## [Work to complete]
Please rewrite the material below as a two-column CSV with the headers input and output. Each row should pair the full text given to the detector with everything it returned, with each field in double quotes, line breaks replaced by spaces, and the pictures left out.

## [Records for the task]
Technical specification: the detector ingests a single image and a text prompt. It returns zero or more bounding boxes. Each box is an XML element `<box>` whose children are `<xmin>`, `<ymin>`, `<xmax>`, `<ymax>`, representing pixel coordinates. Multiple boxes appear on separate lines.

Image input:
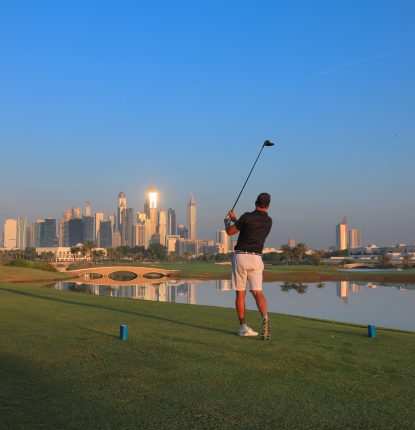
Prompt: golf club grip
<box><xmin>231</xmin><ymin>145</ymin><xmax>264</xmax><ymax>211</ymax></box>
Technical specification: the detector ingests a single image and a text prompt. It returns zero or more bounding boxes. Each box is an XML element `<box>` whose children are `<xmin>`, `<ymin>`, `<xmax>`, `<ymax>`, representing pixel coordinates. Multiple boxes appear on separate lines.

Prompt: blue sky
<box><xmin>0</xmin><ymin>0</ymin><xmax>415</xmax><ymax>247</ymax></box>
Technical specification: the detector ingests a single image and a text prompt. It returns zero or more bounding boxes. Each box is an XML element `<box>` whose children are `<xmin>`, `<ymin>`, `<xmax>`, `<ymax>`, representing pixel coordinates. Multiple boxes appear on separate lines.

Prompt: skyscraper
<box><xmin>95</xmin><ymin>212</ymin><xmax>108</xmax><ymax>248</ymax></box>
<box><xmin>216</xmin><ymin>230</ymin><xmax>231</xmax><ymax>254</ymax></box>
<box><xmin>167</xmin><ymin>208</ymin><xmax>176</xmax><ymax>236</ymax></box>
<box><xmin>3</xmin><ymin>218</ymin><xmax>17</xmax><ymax>249</ymax></box>
<box><xmin>30</xmin><ymin>219</ymin><xmax>45</xmax><ymax>248</ymax></box>
<box><xmin>117</xmin><ymin>191</ymin><xmax>127</xmax><ymax>232</ymax></box>
<box><xmin>349</xmin><ymin>228</ymin><xmax>362</xmax><ymax>249</ymax></box>
<box><xmin>134</xmin><ymin>217</ymin><xmax>150</xmax><ymax>248</ymax></box>
<box><xmin>144</xmin><ymin>187</ymin><xmax>158</xmax><ymax>238</ymax></box>
<box><xmin>187</xmin><ymin>194</ymin><xmax>197</xmax><ymax>240</ymax></box>
<box><xmin>16</xmin><ymin>218</ymin><xmax>28</xmax><ymax>249</ymax></box>
<box><xmin>72</xmin><ymin>207</ymin><xmax>82</xmax><ymax>219</ymax></box>
<box><xmin>177</xmin><ymin>224</ymin><xmax>189</xmax><ymax>239</ymax></box>
<box><xmin>68</xmin><ymin>218</ymin><xmax>84</xmax><ymax>246</ymax></box>
<box><xmin>98</xmin><ymin>220</ymin><xmax>112</xmax><ymax>248</ymax></box>
<box><xmin>108</xmin><ymin>214</ymin><xmax>116</xmax><ymax>232</ymax></box>
<box><xmin>59</xmin><ymin>216</ymin><xmax>69</xmax><ymax>246</ymax></box>
<box><xmin>158</xmin><ymin>209</ymin><xmax>167</xmax><ymax>246</ymax></box>
<box><xmin>336</xmin><ymin>217</ymin><xmax>348</xmax><ymax>251</ymax></box>
<box><xmin>41</xmin><ymin>218</ymin><xmax>58</xmax><ymax>248</ymax></box>
<box><xmin>121</xmin><ymin>208</ymin><xmax>134</xmax><ymax>246</ymax></box>
<box><xmin>82</xmin><ymin>216</ymin><xmax>95</xmax><ymax>243</ymax></box>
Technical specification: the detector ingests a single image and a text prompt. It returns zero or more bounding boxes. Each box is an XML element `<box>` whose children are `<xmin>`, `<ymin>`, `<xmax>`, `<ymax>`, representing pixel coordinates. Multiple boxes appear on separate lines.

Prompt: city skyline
<box><xmin>2</xmin><ymin>186</ymin><xmax>415</xmax><ymax>252</ymax></box>
<box><xmin>0</xmin><ymin>1</ymin><xmax>415</xmax><ymax>248</ymax></box>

## [Response to the task]
input,output
"Technical specification: the detector ingests a single image and a text prompt. It returns zero or more bounding boxes. Each box is an XML element `<box>` whose children are `<xmin>`, `<ymin>`, `<xmax>`, `<ymax>`, representing pixel coordinates. Multiple boxes appear on separate lines. Image input: Prompt: golf club grip","<box><xmin>231</xmin><ymin>145</ymin><xmax>264</xmax><ymax>211</ymax></box>"
"Technical specification: the detector ingests a single image and a text prompt. It returns zero or more bounding boxes. Each box is an XML element `<box>` whose children are `<xmin>`, `<ymin>`, `<xmax>`, `<ymax>`, representing pixel coordinates. Multiple boxes appear on separate lines. Prompt: blue sky","<box><xmin>0</xmin><ymin>0</ymin><xmax>415</xmax><ymax>247</ymax></box>"
"Technical specification: the detector ingests a single image and a text prompt. It returns zero or more bounding boxes. Each box is an XML element `<box>` whose children are `<xmin>`, `<ymin>`, `<xmax>`, `<ymax>`, representing pixel coordinates. Multiple boxes appear on separate lines. Prompt: skyscraper","<box><xmin>95</xmin><ymin>212</ymin><xmax>108</xmax><ymax>248</ymax></box> <box><xmin>216</xmin><ymin>230</ymin><xmax>231</xmax><ymax>254</ymax></box> <box><xmin>167</xmin><ymin>208</ymin><xmax>176</xmax><ymax>236</ymax></box> <box><xmin>3</xmin><ymin>218</ymin><xmax>17</xmax><ymax>249</ymax></box> <box><xmin>30</xmin><ymin>219</ymin><xmax>45</xmax><ymax>248</ymax></box> <box><xmin>117</xmin><ymin>191</ymin><xmax>127</xmax><ymax>232</ymax></box> <box><xmin>349</xmin><ymin>228</ymin><xmax>362</xmax><ymax>249</ymax></box> <box><xmin>134</xmin><ymin>217</ymin><xmax>150</xmax><ymax>248</ymax></box> <box><xmin>144</xmin><ymin>187</ymin><xmax>158</xmax><ymax>238</ymax></box> <box><xmin>187</xmin><ymin>194</ymin><xmax>197</xmax><ymax>240</ymax></box> <box><xmin>16</xmin><ymin>218</ymin><xmax>28</xmax><ymax>249</ymax></box> <box><xmin>72</xmin><ymin>207</ymin><xmax>82</xmax><ymax>219</ymax></box> <box><xmin>177</xmin><ymin>224</ymin><xmax>189</xmax><ymax>239</ymax></box> <box><xmin>68</xmin><ymin>218</ymin><xmax>84</xmax><ymax>246</ymax></box> <box><xmin>98</xmin><ymin>220</ymin><xmax>112</xmax><ymax>248</ymax></box> <box><xmin>108</xmin><ymin>214</ymin><xmax>116</xmax><ymax>232</ymax></box> <box><xmin>59</xmin><ymin>216</ymin><xmax>69</xmax><ymax>246</ymax></box> <box><xmin>158</xmin><ymin>209</ymin><xmax>167</xmax><ymax>246</ymax></box> <box><xmin>336</xmin><ymin>217</ymin><xmax>348</xmax><ymax>251</ymax></box> <box><xmin>41</xmin><ymin>218</ymin><xmax>58</xmax><ymax>248</ymax></box> <box><xmin>121</xmin><ymin>208</ymin><xmax>134</xmax><ymax>246</ymax></box> <box><xmin>82</xmin><ymin>216</ymin><xmax>95</xmax><ymax>243</ymax></box>"
"Technical specification: the detector ingests a single image and a text prompt. It returns zero or more bounding boxes. Each box is an XML element `<box>` whose children are `<xmin>`, `<ymin>`, `<xmax>`, `<ymax>`, representing pixel coordinates. Multiple boxes appear on separate lines. Prompt: city skyline","<box><xmin>2</xmin><ymin>186</ymin><xmax>415</xmax><ymax>252</ymax></box> <box><xmin>0</xmin><ymin>1</ymin><xmax>415</xmax><ymax>248</ymax></box>"